RECORDS PROVIDED START

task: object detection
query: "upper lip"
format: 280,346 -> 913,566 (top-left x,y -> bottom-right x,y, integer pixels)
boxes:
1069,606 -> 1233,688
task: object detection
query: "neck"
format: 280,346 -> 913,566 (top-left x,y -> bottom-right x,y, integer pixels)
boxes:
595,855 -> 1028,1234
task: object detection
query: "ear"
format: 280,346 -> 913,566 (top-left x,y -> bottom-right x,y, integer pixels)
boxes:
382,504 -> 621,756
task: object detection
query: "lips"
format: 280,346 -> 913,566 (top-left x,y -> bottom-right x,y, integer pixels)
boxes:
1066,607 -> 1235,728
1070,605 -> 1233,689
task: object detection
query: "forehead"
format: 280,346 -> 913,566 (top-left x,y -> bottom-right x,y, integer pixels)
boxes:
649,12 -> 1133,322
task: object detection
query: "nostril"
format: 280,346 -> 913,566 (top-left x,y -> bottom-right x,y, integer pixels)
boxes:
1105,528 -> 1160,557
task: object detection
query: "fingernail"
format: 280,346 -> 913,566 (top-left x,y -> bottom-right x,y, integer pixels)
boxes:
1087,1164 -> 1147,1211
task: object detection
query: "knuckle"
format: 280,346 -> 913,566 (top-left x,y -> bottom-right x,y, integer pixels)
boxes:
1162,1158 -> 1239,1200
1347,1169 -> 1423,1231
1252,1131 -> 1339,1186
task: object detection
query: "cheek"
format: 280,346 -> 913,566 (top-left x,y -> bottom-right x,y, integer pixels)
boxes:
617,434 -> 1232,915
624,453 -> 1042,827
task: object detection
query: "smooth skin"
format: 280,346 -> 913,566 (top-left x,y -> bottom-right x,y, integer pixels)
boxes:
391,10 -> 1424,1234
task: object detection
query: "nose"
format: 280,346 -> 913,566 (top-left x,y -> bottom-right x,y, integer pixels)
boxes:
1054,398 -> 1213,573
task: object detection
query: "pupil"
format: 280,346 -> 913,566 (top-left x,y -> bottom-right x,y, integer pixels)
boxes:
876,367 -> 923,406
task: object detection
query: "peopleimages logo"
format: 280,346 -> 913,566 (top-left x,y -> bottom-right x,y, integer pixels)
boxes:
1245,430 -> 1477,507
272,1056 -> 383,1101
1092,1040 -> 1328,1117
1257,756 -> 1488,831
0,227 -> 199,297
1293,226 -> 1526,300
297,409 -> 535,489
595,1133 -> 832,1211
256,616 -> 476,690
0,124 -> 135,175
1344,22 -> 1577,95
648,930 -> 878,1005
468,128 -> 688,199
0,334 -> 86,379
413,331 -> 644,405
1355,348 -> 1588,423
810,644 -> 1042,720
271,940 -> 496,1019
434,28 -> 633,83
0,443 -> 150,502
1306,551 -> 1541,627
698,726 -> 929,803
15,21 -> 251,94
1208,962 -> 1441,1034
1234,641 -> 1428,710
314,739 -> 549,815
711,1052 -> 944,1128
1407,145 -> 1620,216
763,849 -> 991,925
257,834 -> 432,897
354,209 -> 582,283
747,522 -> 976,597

RECORDS PROVIDED END

**YOUR TASK**
Take the material above and return all of it exactly.

**FINISHED EXERCISE**
task: object detection
query: "upper lip"
format: 280,346 -> 913,566 (top-left x,y -> bottom-right x,y, integer pixels)
boxes:
1069,606 -> 1233,688
task: object detection
query: "neck"
format: 280,346 -> 913,566 (top-left x,y -> bottom-right x,y, integer pixels)
boxes:
595,855 -> 1028,1234
task: object detection
query: "ear"
format: 280,346 -> 913,566 (top-left x,y -> bottom-right x,y, integer pixels)
boxes:
382,504 -> 621,756
task: object detection
query: "lips"
format: 280,346 -> 913,566 (top-left x,y -> bottom-right x,y, integer pixels)
boxes:
1066,607 -> 1235,728
1070,605 -> 1233,689
task: object detection
query: "forehead"
format: 280,346 -> 913,566 (top-left x,y -> bottom-right x,y, integer pixels)
boxes:
649,12 -> 1133,322
task: object detection
query: "nostril"
format: 280,346 -> 913,566 (top-left x,y -> bottom-right x,y, integer pixels)
boxes:
1105,528 -> 1160,557
task: object detection
query: "fingernail"
format: 280,346 -> 913,566 (top-left x,y -> bottom-right x,y, integer pixels)
boxes:
1087,1164 -> 1147,1211
task: object detection
query: "knuckle"
format: 280,346 -> 913,566 (top-left x,y -> bottom-right x,y, integer pixels)
boxes:
1162,1158 -> 1239,1200
1347,1169 -> 1423,1231
1252,1131 -> 1339,1186
task: object detection
query: "cheek"
format: 280,346 -> 913,566 (top-left x,y -> bottom-right x,y, integer pixels)
boxes:
617,434 -> 1232,915
624,453 -> 1042,827
task: object detection
query: "smooth skin"
format: 280,346 -> 913,566 (top-left x,y -> bottom-right x,y, integer pixels)
boxes:
391,10 -> 1424,1234
task: object detection
query: "nose"
format: 280,346 -> 913,566 (top-left x,y -> bottom-right x,y, integer pixels)
boxes:
1054,398 -> 1213,573
task: object detection
query: "pupil"
format: 280,346 -> 913,566 (top-left x,y -> bottom-right x,y, integer pixels)
boxes:
876,367 -> 923,406
task: object detection
query: "peopleimages logo"
format: 280,346 -> 913,566 (top-left x,y -> bottom-right x,y, integer pixels)
boxes:
1245,430 -> 1477,507
272,1056 -> 383,1101
1092,1040 -> 1328,1117
1257,756 -> 1488,831
0,227 -> 199,297
1293,226 -> 1526,300
297,409 -> 535,489
595,1133 -> 832,1211
256,616 -> 476,690
0,124 -> 135,175
1344,22 -> 1577,95
648,930 -> 878,1005
468,128 -> 688,199
0,334 -> 86,379
413,331 -> 644,405
1355,348 -> 1588,423
810,644 -> 1042,720
271,940 -> 496,1019
434,28 -> 633,83
0,443 -> 150,502
1306,551 -> 1541,627
698,726 -> 929,803
15,21 -> 251,94
1208,962 -> 1441,1034
1234,641 -> 1428,710
314,739 -> 549,815
711,1052 -> 944,1128
1407,145 -> 1620,216
763,849 -> 991,925
257,834 -> 432,897
354,209 -> 582,283
747,522 -> 976,597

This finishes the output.